--- start ---
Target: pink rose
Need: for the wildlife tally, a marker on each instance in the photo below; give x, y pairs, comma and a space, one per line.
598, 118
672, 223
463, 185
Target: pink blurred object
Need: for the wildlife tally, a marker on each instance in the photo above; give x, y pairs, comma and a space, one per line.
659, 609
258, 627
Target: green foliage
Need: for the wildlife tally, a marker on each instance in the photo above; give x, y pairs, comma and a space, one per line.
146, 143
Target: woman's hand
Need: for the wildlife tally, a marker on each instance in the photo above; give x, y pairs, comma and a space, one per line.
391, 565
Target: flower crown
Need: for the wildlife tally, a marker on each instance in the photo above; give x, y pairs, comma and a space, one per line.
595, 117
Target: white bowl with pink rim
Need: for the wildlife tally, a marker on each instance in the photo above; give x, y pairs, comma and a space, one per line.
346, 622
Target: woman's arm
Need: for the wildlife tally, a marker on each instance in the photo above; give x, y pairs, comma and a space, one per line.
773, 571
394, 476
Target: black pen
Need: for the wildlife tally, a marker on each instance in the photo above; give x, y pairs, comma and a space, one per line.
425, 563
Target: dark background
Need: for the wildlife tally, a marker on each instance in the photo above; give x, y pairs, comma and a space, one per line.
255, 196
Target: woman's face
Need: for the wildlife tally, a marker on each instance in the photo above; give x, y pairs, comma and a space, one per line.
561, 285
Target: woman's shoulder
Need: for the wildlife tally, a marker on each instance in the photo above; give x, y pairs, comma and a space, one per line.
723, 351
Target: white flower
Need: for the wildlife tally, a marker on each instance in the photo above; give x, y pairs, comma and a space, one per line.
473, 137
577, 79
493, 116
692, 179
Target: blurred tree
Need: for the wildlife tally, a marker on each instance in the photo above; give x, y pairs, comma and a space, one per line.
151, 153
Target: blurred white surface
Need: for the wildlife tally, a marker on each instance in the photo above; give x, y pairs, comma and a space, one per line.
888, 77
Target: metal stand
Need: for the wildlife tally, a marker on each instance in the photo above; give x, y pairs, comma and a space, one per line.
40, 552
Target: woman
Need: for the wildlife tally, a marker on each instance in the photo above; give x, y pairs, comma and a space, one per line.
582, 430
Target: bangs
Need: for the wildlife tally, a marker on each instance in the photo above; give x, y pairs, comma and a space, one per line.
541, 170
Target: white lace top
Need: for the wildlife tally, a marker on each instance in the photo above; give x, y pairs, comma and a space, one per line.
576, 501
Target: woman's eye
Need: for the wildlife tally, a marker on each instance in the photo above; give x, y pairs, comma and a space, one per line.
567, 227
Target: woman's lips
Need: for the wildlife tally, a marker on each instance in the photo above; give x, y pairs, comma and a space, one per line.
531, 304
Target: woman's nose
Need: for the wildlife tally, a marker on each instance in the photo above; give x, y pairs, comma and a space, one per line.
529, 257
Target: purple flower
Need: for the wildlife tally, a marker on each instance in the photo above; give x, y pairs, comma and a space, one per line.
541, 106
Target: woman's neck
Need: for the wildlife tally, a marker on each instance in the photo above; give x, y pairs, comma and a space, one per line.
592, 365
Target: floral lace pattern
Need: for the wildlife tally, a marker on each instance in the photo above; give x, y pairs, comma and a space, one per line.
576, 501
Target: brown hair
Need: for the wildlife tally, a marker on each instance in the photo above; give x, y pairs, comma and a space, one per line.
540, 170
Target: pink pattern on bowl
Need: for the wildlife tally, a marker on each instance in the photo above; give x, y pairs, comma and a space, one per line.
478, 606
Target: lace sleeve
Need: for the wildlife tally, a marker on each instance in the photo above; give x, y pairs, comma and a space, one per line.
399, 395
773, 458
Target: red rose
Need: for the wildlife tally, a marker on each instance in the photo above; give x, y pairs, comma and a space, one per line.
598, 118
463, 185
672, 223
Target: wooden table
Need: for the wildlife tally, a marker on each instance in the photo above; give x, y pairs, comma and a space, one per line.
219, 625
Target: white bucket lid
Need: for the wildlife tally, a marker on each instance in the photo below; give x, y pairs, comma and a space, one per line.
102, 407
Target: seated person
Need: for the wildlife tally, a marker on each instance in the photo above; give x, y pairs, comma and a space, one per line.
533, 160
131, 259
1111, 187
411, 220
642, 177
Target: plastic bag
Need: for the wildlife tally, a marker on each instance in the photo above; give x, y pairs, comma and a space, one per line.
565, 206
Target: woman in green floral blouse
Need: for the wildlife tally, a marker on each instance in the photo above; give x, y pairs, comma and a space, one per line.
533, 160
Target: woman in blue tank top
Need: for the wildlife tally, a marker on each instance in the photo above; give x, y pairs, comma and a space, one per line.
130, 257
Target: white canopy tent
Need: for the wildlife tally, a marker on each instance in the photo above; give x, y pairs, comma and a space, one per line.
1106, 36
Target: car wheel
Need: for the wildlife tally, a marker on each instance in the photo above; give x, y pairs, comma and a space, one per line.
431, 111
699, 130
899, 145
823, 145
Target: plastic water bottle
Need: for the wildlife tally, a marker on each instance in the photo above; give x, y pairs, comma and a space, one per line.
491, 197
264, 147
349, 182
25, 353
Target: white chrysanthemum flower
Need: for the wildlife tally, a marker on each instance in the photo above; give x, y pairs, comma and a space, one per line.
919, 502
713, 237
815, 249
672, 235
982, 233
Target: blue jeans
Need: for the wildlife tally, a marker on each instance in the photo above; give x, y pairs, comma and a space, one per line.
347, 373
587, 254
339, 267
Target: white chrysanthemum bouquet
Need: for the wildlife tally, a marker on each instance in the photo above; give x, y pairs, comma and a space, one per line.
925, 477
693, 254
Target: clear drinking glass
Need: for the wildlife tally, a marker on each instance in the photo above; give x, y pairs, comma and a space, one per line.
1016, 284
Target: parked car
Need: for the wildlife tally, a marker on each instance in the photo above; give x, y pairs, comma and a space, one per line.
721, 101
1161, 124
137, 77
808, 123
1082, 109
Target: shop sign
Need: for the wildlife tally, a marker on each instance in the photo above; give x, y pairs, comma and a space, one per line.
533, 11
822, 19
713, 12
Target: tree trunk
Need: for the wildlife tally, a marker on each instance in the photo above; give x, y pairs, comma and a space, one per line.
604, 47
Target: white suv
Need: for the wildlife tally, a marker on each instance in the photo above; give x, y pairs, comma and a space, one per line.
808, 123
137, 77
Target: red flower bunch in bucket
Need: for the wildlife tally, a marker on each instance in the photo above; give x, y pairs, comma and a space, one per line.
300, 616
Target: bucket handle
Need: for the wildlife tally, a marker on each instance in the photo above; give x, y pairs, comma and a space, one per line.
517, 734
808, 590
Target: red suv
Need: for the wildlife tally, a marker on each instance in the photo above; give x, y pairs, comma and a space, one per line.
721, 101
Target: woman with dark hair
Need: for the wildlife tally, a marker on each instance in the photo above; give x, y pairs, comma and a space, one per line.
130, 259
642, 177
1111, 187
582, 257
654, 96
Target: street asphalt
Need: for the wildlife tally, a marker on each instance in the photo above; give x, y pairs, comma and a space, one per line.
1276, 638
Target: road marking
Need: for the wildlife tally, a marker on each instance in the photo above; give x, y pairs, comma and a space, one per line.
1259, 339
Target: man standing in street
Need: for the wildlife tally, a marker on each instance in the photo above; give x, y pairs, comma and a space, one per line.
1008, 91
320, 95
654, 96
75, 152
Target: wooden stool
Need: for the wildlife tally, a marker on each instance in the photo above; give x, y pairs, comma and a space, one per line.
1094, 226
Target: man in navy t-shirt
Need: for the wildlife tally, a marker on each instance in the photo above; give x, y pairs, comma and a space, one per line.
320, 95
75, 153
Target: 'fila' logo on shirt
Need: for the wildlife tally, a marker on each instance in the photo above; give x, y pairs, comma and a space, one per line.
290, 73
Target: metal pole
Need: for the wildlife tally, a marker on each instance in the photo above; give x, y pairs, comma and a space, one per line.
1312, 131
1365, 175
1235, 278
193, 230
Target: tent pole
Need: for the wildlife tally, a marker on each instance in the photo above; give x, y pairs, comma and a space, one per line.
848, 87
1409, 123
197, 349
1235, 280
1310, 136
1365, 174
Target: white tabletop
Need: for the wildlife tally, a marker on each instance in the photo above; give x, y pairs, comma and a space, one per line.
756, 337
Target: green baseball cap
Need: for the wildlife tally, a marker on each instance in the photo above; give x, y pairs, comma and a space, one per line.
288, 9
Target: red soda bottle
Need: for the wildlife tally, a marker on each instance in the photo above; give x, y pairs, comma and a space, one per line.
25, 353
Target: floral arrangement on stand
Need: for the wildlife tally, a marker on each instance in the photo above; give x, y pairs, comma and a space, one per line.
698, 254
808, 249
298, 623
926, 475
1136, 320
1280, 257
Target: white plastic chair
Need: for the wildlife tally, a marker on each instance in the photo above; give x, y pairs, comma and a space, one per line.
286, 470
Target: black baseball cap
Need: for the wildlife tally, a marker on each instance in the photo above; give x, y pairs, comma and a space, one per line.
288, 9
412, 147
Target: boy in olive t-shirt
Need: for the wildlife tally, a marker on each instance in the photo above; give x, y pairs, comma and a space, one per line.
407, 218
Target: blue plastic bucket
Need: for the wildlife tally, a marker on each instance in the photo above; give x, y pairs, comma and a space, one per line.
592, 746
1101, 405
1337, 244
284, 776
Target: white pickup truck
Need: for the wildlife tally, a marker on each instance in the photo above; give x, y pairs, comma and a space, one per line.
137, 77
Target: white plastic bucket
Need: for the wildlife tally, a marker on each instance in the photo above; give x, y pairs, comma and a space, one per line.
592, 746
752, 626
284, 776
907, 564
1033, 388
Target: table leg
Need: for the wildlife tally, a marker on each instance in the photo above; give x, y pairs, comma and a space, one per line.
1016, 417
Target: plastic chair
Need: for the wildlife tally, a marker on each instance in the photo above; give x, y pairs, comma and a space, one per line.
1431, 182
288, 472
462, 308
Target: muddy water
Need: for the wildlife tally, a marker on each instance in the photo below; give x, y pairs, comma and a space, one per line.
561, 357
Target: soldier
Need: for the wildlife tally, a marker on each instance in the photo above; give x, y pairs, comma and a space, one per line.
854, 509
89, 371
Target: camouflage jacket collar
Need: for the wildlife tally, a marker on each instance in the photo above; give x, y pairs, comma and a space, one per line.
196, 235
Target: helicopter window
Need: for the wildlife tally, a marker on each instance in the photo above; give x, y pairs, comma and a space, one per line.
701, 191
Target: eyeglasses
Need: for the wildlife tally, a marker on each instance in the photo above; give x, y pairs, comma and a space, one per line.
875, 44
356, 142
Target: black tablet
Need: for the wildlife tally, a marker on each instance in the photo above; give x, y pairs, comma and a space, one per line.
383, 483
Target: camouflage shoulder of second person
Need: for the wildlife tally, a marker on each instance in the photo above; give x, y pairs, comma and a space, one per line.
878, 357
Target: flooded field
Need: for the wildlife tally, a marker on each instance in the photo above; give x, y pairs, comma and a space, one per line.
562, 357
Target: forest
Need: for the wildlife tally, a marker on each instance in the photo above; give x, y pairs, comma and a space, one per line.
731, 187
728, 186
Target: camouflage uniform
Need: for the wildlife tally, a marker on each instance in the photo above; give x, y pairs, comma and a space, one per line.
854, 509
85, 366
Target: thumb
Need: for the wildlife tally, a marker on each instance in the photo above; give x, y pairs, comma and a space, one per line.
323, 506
--- end ---
Problem to solve:
Put the records into a JSON list of strings, one string per line and no blank lines, from the line containing "Target: black tablet" through the final line of the records.

Answer to this task:
[
  "Target: black tablet",
  "Need: for the wildlife tally, a marker on each instance in the photo above; give x, y pairs, comma and a space, one per line.",
  "383, 483",
  "Target: camouflage shoulder of second person",
  "Need: for the wildlife tally, a marker on each instance in the photo above; give x, y pairs, comma and a space, one per line.",
  "878, 357",
  "Target: flooded field",
  "Need: for the wildlife tally, a marker on each instance in the photo above; give x, y pairs, comma and a space, one per line.",
  "562, 357",
  "Target: forest",
  "Need: for the wildlife tally, a marker on each instance in the photo above; give x, y pairs, comma and a space, one per line.",
  "731, 187",
  "728, 186",
  "Target: camouflage uniform",
  "Need: for the wildlife tally, a marker on each instance in the photo above; give x, y pairs, comma and a space, one per line.",
  "854, 509",
  "85, 366",
  "Target: thumb",
  "Need: for the wildlife tally, a marker on each instance in the photo above; give x, y pairs, comma and a space, one per line.",
  "323, 506"
]